=== Exercise ===
Locate each line in the rows below that contains the word "roof" and copy those lines out in full.

○ ○ ○ ○ ○

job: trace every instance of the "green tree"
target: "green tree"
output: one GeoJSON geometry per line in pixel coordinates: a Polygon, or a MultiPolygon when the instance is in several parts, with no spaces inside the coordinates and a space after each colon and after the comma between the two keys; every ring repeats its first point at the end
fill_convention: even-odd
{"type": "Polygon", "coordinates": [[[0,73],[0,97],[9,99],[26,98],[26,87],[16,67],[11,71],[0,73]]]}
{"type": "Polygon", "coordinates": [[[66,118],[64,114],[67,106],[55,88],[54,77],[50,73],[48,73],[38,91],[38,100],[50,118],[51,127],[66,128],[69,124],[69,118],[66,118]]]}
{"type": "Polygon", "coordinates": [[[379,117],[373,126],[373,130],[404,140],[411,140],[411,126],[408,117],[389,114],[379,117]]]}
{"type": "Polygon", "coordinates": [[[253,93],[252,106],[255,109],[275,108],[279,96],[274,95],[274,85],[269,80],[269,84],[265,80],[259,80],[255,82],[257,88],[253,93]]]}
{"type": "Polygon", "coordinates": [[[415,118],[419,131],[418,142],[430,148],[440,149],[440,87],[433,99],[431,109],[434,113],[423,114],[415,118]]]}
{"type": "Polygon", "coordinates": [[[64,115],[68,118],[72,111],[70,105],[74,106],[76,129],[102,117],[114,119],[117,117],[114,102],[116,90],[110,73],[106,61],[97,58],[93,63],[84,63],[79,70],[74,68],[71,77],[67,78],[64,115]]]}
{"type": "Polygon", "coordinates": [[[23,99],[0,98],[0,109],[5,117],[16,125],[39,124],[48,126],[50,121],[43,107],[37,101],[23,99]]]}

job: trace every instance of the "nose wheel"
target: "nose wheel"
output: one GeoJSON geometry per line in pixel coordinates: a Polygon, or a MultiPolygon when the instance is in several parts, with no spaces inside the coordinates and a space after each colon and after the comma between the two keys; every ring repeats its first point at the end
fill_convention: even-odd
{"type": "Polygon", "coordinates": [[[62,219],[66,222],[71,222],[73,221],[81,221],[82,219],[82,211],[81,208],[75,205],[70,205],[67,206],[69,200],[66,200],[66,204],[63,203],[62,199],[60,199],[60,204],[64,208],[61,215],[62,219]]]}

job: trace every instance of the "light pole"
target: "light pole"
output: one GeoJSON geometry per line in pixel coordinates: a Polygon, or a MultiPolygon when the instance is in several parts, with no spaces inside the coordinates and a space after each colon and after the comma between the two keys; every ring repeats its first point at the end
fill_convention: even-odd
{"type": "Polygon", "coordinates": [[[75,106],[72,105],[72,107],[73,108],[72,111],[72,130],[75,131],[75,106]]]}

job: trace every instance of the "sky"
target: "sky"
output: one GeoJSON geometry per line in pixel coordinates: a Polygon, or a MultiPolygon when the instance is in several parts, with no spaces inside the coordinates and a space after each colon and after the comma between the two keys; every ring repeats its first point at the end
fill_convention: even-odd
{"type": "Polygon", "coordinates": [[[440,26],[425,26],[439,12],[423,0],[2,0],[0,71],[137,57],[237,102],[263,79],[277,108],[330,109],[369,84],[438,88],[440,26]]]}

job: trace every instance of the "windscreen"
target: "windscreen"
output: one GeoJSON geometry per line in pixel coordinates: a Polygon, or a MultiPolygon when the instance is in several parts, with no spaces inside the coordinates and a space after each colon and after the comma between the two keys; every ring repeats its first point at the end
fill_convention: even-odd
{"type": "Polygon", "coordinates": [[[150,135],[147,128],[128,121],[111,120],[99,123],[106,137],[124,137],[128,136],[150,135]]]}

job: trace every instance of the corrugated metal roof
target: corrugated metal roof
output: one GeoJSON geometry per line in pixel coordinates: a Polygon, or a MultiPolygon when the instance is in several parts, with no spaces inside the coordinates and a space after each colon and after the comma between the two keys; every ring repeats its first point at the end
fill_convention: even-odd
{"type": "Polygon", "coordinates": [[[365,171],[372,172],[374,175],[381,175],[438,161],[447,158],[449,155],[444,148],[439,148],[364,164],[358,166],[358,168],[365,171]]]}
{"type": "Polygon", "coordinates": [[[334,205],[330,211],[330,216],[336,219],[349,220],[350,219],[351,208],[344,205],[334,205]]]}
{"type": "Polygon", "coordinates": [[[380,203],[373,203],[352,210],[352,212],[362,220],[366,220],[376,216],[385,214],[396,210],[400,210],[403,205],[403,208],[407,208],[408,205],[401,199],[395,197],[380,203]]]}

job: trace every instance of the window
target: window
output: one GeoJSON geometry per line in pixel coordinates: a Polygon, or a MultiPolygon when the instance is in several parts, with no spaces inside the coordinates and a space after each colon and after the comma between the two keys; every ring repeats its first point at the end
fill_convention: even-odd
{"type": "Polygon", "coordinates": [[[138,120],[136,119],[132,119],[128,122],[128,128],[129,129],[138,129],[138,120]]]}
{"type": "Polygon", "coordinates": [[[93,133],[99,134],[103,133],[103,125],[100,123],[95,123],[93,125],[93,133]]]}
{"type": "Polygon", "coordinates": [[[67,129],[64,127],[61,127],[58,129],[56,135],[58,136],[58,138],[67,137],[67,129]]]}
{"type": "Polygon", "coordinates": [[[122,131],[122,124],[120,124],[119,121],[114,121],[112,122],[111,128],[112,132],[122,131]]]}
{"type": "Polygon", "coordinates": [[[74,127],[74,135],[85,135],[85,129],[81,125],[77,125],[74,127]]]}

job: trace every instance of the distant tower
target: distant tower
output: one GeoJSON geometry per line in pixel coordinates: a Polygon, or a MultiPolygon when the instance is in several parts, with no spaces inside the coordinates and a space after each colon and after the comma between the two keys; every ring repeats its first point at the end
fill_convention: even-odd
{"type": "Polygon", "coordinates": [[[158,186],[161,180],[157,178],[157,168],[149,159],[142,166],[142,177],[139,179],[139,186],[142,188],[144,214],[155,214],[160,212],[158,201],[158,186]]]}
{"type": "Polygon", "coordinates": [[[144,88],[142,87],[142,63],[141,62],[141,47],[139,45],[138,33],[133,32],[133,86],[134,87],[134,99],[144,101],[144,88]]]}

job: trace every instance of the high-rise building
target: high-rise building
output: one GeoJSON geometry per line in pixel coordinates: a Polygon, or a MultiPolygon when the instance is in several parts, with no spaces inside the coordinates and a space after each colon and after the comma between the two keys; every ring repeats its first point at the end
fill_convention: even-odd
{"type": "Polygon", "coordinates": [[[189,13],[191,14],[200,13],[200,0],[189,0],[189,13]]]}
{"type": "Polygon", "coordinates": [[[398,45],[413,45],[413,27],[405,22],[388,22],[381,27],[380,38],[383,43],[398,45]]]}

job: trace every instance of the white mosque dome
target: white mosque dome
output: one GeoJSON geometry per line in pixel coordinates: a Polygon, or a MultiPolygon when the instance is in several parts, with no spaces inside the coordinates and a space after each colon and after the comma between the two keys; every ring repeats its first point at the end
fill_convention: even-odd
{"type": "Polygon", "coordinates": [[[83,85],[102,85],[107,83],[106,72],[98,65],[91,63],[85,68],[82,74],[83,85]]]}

○ ○ ○ ○ ○

=== Task answer ===
job: trace every instance of the corrugated metal roof
target: corrugated metal roof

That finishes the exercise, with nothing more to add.